STATED PROBLEM: Locate every line in the records below that contains the word "feijoa", and copy each such line in full.

GIVEN RECORDS:

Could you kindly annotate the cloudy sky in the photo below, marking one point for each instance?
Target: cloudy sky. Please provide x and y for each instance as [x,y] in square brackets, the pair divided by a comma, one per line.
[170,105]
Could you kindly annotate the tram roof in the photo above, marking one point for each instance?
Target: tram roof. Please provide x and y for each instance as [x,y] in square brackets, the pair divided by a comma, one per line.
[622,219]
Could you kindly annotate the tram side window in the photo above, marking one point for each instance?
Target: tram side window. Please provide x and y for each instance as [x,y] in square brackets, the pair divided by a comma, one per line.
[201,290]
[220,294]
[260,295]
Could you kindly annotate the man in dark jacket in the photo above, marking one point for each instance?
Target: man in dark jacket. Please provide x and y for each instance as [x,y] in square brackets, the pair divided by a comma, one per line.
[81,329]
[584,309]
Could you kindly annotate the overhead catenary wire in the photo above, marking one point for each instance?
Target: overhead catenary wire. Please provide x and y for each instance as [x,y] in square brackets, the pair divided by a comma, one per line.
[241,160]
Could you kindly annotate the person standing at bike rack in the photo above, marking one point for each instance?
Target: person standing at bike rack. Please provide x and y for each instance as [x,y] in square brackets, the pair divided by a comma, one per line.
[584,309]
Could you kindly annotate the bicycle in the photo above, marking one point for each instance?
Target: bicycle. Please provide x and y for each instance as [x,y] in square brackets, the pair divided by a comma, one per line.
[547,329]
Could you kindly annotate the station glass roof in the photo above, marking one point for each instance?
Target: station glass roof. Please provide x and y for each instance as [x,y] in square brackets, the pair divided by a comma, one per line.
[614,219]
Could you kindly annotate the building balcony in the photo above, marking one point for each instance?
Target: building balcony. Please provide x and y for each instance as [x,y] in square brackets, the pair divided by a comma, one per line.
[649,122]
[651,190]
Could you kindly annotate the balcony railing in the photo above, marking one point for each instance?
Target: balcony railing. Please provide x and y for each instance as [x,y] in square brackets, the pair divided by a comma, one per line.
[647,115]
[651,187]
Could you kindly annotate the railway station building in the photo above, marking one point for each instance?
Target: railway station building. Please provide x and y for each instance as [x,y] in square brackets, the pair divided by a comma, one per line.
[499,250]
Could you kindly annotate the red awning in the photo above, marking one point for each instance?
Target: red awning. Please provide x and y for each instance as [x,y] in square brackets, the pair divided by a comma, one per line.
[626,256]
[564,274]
---
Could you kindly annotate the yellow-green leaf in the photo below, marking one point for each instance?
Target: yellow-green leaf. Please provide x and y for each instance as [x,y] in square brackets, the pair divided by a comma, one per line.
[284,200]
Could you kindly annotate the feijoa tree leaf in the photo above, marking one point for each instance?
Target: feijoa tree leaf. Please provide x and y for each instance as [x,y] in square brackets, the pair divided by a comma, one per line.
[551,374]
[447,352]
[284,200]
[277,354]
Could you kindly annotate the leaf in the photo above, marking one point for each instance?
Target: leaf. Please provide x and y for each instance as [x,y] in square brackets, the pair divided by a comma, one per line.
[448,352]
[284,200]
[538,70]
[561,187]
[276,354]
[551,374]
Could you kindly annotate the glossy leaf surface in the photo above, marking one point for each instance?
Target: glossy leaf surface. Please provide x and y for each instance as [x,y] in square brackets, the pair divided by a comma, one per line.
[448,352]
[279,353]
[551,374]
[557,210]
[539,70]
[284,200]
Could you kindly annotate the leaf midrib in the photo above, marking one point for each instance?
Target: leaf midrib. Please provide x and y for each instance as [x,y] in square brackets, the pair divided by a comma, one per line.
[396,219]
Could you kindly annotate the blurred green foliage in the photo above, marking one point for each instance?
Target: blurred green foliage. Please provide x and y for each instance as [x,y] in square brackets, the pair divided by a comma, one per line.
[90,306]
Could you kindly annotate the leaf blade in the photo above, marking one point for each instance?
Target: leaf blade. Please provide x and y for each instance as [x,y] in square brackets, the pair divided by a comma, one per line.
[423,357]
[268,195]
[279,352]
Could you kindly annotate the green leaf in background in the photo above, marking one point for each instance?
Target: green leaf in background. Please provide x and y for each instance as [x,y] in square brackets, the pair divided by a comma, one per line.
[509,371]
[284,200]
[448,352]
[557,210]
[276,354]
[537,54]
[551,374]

TASK ANSWER:
Could you kindly annotate the feijoa tree leaf in the photo above, marking one point for each instance?
Target: feijoa tree leaf. Please provide x and y for each instance as [x,y] in square brackets, the pair divided by a comma, one per line.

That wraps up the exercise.